WHAT IS ASKED: All of the listing below must be repeated word for word. Pictures are the only thing to omit.

-- BEGIN --

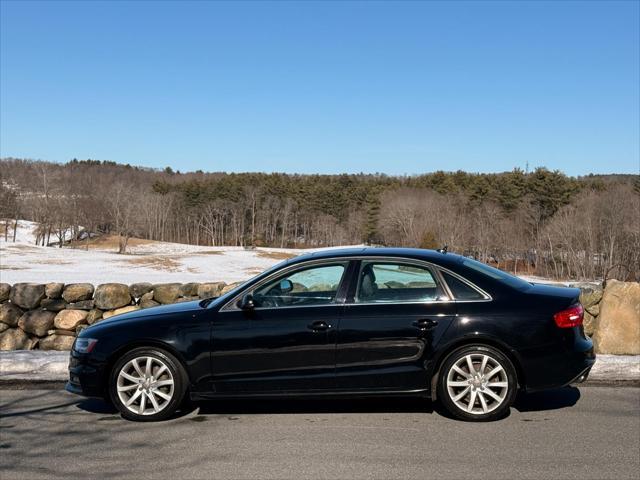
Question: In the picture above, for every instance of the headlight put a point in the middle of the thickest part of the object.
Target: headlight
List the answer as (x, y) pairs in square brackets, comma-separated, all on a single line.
[(84, 345)]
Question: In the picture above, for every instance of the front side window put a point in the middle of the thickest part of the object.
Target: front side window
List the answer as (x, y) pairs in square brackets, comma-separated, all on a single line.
[(316, 285), (382, 282)]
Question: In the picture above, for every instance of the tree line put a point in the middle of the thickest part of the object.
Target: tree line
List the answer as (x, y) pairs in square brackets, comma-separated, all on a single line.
[(543, 222)]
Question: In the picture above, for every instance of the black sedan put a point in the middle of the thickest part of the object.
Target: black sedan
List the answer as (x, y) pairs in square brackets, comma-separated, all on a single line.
[(355, 322)]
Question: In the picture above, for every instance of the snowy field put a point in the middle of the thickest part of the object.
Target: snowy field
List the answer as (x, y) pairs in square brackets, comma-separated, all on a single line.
[(145, 261)]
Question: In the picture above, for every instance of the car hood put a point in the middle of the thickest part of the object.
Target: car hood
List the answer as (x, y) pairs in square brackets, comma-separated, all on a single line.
[(154, 311)]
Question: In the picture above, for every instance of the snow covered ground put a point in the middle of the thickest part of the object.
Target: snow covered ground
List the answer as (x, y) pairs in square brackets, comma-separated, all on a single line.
[(145, 261), (154, 262)]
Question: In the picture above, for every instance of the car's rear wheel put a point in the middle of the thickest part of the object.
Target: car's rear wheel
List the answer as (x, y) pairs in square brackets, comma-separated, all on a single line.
[(477, 383), (147, 384)]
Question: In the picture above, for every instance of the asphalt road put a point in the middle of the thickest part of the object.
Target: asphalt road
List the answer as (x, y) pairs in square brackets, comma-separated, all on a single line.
[(591, 432)]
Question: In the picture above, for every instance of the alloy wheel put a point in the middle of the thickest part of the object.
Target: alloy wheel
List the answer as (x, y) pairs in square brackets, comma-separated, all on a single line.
[(477, 383), (145, 385)]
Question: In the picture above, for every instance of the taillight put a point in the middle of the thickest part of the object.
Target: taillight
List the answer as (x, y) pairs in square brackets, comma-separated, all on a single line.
[(571, 317)]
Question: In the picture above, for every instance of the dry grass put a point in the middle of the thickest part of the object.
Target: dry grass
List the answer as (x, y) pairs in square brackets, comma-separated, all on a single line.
[(108, 242), (18, 249), (276, 255), (156, 262), (50, 261)]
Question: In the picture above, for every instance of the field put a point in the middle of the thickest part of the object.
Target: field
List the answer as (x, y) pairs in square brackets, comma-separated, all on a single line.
[(145, 260)]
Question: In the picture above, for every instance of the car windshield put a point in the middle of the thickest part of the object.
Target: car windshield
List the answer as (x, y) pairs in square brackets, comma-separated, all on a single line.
[(511, 280)]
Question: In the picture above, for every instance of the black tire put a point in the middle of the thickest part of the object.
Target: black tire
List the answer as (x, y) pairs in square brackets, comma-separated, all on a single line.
[(477, 399), (174, 372)]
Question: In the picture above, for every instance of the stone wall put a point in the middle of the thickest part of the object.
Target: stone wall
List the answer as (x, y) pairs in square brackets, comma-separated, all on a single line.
[(49, 316)]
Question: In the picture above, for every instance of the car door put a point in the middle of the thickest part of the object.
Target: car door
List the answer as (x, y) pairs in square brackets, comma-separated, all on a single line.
[(286, 342), (396, 310)]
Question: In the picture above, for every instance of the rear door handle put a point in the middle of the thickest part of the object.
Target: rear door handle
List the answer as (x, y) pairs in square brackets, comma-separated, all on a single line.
[(425, 323), (319, 326)]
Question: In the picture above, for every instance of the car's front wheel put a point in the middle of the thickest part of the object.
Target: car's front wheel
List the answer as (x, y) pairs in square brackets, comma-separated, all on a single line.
[(147, 384), (477, 383)]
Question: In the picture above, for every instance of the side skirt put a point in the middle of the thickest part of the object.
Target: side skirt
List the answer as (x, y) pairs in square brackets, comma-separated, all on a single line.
[(311, 394)]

-- END --

RESPONSE:
Question: In the picture above, for every instance of the headlight put a point in the middle of the thickest part of the object.
Target: headlight
List the answer as (x, y) pairs in square brackets, comma-separated, all on a single line.
[(84, 345)]
Question: In the picture above, for every instance of the front side window put a point in the middle of the thickest part of the object.
Target: front side window
List the answer as (x, y) pairs in square brackets, comma-separated, all on a single line.
[(316, 285), (382, 282)]
Question: In the picture above, for every instance of the tree line put a point in the middle of the thickest part of the object.
Target: tree line
List the answer as (x, y) pairs in square brackets, comma-separated, all on a single line.
[(543, 222)]
Question: In the picture above, for every instance of the black sedan put a point in the middle of the thickest part of the object.
Target: black sedan
List the answer as (x, y) pairs in square brackets, comma-separated, all on a single line.
[(355, 322)]
Question: In the picture above, for every instance of the snowy field put a point in the middle of the thickest part of the object.
Target: snowy field
List the answer as (x, y) pairs in square brackets, comma-separated, all on a single line.
[(145, 261)]
Question: In the picture above, for every instance of the car hood put a point in the middle of the thickest part of the object.
Target: car hood
List the answer as (x, y) pairs in square brackets, comma-separated, all on a single line.
[(154, 311)]
Question: In the picture above, for every instance of the snow covered ground put a point in the middle of the thickest part of the object.
Target: snow covered ground
List the answer as (x, y) pairs in square brackets, comma-separated, all on a single line.
[(145, 261), (154, 262)]
Question: In the picture above, for every instance of the car's rear wheel put a point in the middle of the thickest part of the object.
Target: car's rear wheel
List the answer as (x, y) pairs in square brackets, comma-separated, all on a single line.
[(477, 383), (147, 384)]
Question: In the picture above, for every instance of the asphalt road put a point in the middle of the thickest part of the object.
Target: asphalt road
List the answer as (x, y) pairs in square brackets, comma-separated, all on a single line.
[(591, 432)]
Question: In the picture above, for every instance of the alloy wheel put a point in the middle of the thickest part of the object.
Target: alloy wheel
List the answer as (x, y) pairs in square brackets, comma-separated, all on a single line.
[(477, 383), (145, 385)]
Question: In the picture above, for every instance of the taillight put a point in the middle of the thickest part of the object.
Target: taillight
List the answer as (x, y) pairs in square brackets, comma-separated, all on a single line.
[(571, 317)]
Question: In the picture above, for every instance of the dry grass put a point in the middle of the thickest part of the object.
Target: dry grass
List the answer as (x, y) pairs in square brackets, comma-separated, all on a single line.
[(108, 242), (18, 249), (276, 255), (156, 262), (50, 261)]
Question: In the picture above, for every instance of the field put a point in the middle of the thickest part of the object.
Target: field
List the answer as (x, y) pairs in square brackets, comma-separated, all on a single line.
[(145, 260)]
Question: In the picture above, for every instance of the car windshield put a point in the middle of the thickest part of the object.
Target: car windshield
List the answer as (x, y) pairs in square brackets, comma-separated, all on a single line.
[(511, 280)]
Question: In the picture above, for every instance of the black tire put a point in the middle of the thickest part of the object.
Target: black tire
List the answer as (x, y) pairs in square brackets, comma-separated, all on a single line.
[(477, 399), (174, 372)]
Question: In the picture above, for every instance of the stone wall put a point in the middle of the thickest part of the object.
Target: stone wall
List the answer as (x, y) pairs in square brackets, comma-separated, all on a single line.
[(49, 316)]
Question: In the picture above, for every instance of the car door put a point in the middle of the thickest part of the object.
Target: car door
List the answer as (x, y) pairs in square brackets, comma-separated, all on a single line.
[(286, 342), (396, 310)]
Question: In the picture above, for every instance of the rear door handle put a point in the middle of the thickest part of the object.
Target: rear door handle
List the answer as (x, y) pairs in square brackets, comma-separated, all on a single line.
[(425, 323), (319, 326)]
Question: In the picture above, for every instance of the car's front wheel put a point in the middle of the thickest part of the object.
Target: car's front wheel
List the answer as (x, y) pairs in square brackets, comma-separated, all on a single line.
[(147, 384), (477, 383)]
Question: In the picture above, for every instance of the side skirt put a point in the middle of the thickest part of the object.
Target: side skirt
List the answer as (x, y) pairs in square brackets, comma-separated, all on a single line.
[(311, 394)]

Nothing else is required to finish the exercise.